--- Data to use Enclosed Below ---

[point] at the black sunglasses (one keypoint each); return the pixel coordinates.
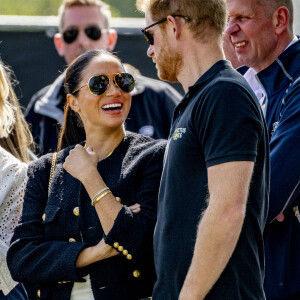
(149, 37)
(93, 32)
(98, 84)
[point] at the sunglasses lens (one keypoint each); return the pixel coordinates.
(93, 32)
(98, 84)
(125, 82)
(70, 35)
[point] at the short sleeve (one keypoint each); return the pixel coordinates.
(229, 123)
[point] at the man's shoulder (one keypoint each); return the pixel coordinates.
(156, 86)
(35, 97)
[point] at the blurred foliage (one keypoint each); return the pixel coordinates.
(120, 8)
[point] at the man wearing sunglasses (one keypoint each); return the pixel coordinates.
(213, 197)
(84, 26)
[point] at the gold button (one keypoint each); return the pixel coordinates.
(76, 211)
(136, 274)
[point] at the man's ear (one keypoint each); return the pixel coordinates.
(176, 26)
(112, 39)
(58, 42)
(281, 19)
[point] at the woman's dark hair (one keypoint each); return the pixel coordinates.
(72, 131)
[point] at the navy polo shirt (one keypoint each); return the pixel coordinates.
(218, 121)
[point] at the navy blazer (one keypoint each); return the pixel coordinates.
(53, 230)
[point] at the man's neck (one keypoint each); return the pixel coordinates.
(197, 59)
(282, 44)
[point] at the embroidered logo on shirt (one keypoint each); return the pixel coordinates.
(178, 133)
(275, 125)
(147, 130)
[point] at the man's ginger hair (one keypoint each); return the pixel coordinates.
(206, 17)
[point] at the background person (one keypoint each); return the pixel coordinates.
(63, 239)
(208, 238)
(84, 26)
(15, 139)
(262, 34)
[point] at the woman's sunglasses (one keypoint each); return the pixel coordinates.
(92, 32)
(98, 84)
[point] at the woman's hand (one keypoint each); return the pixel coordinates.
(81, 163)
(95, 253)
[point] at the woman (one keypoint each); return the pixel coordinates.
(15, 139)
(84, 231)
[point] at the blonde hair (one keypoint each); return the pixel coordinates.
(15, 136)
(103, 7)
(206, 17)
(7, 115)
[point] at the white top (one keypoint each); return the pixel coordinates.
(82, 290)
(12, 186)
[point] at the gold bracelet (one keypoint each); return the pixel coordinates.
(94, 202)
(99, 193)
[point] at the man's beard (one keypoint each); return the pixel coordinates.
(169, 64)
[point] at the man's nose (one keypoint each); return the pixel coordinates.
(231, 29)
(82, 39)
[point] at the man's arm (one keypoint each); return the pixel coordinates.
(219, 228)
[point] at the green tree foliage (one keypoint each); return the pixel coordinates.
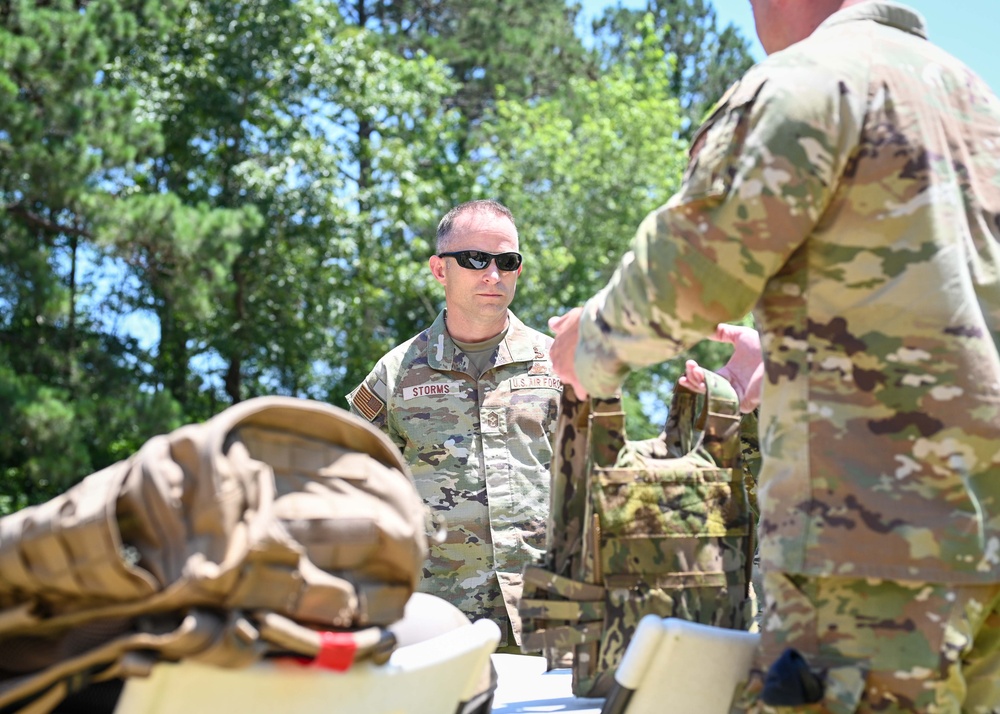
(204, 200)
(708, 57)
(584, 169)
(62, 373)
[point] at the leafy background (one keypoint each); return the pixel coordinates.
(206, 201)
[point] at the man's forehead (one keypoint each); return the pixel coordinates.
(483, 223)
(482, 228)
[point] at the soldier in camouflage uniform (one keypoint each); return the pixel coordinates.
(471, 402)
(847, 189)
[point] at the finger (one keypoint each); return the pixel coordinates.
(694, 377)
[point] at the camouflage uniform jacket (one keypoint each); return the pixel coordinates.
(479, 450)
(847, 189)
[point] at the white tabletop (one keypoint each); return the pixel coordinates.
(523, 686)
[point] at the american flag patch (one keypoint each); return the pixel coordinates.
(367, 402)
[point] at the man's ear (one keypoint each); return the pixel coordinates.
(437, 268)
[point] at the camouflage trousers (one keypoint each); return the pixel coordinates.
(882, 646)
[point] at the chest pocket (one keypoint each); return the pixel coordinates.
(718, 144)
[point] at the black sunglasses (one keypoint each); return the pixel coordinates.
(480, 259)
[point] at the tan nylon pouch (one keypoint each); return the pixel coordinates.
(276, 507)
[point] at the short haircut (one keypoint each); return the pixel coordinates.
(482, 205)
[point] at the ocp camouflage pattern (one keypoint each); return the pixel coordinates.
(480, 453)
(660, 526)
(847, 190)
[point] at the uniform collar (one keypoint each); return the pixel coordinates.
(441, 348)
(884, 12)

--- End of Enclosed Data to use ---

* [Task item]: Drop the images; return the entries above exactly as they appear.

* [Response]:
[point] at the black sunglasses (one keypoint each); return the pixel coordinates.
(149, 37)
(93, 32)
(98, 84)
[point] at the sunglasses lens (one keypoint each); return the pixel coordinates.
(93, 32)
(98, 84)
(125, 82)
(70, 35)
[point] at the short sleeve (one keypoint each); return the pixel coordinates.
(229, 123)
[point] at the man's shoulder (one keypoint each); return the pixel coordinates.
(156, 86)
(35, 97)
[point] at the blurred foliage (one keypoint each); return the pixel coordinates.
(120, 8)
[point] at the man wearing sunglasses (one keypoint each); return the pixel coordinates.
(213, 197)
(84, 26)
[point] at the gold button (one keypoint each); return the pixel coordinates.
(76, 211)
(136, 274)
[point] at the man's ear (one keypoint each); return the pixel coordinates.
(176, 26)
(112, 39)
(58, 42)
(281, 19)
[point] at the woman's dark hair (one keypoint each); return the pixel coordinates.
(72, 131)
[point] at the navy polo shirt (one keypoint each); return the pixel coordinates.
(218, 121)
[point] at the navy blazer (one keypoint each); return the pixel coordinates.
(53, 230)
[point] at the man's neck (one keypoint each); return the pixel coordinates.
(197, 59)
(282, 44)
[point] at the embroidered logo on shirt (one keypoint each); return the pixel coordinates.
(178, 133)
(275, 125)
(147, 130)
[point] at the man's ginger hair (one keypoint each); return the pixel coordinates.
(206, 17)
[point] at the background person (one keypoint each); return the pixel coordinates.
(63, 239)
(208, 238)
(84, 26)
(15, 139)
(262, 34)
[point] at the woman's sunglasses (one keypoint each); return the pixel coordinates.
(92, 32)
(98, 84)
[point] at the woman's hand (one keypoint each); return the pixel coordinates.
(81, 163)
(95, 253)
[point] at the woman (one keypoint each); return the pixel coordinates.
(15, 139)
(84, 231)
[point] at the blonde hair (one keypoint each); return the pixel coordinates.
(15, 136)
(103, 7)
(206, 17)
(7, 115)
[point] at the white top (one keypoint each); return the pixel coordinates.
(82, 290)
(12, 186)
[point] at the gold bracelet (one keypoint each); return the pixel coordinates.
(94, 202)
(99, 193)
[point] at the man's beard (one keypoint each); return the pixel coordinates.
(169, 64)
[point] at the man's nose (one keypoint each); return the pixel coordinates.
(231, 29)
(82, 39)
[point] at the man's arm (one keypoint each); return the pixel coordinates.
(219, 228)
[point] at the green tree foliage (one keypoint each); return the pixel coordinates.
(204, 200)
(708, 57)
(584, 169)
(62, 373)
[point] at the leafy background (one keypoint each); return the pixel coordinates.
(206, 201)
[point] at the man's forehead (one keypoint each); return the pixel coordinates.
(483, 223)
(482, 228)
[point] at the soldier in camouflage uniform (one keypoint each); return the pixel coordinates.
(471, 402)
(847, 189)
[point] at the finger (one keypoint each); return the pixel coordinates.
(694, 377)
[point] at the camouflage uniform jacket (one keypoint each); return the pixel coordinates.
(479, 450)
(847, 189)
[point] at the white tabletop (one keypoint each); return the pixel coordinates.
(523, 686)
[point] at the american flag patch (one keypoint each); return the pixel coordinates.
(367, 402)
[point] at the man's ear (one keypoint each); return the pixel coordinates.
(437, 268)
[point] at the camouflage trousers (one keypoint each); return the pixel coordinates.
(882, 646)
[point] at the chest pocket (one keypoint each); return the pixel coordinates.
(718, 144)
[point] at the black sunglasses (one keypoint each); return the pixel coordinates.
(480, 259)
[point] at the tan nylon pouch (one keypoint each); return the pixel coordinates.
(276, 507)
[point] at the short haircut (one keypoint each); return the pixel coordinates.
(482, 205)
[point] at the ocp camouflage pattern (one keypoint each); return the pixel coordinates.
(480, 453)
(660, 526)
(847, 190)
[point] at the uniform collar (one keypoint each); return the pixel coordinates.
(441, 348)
(884, 12)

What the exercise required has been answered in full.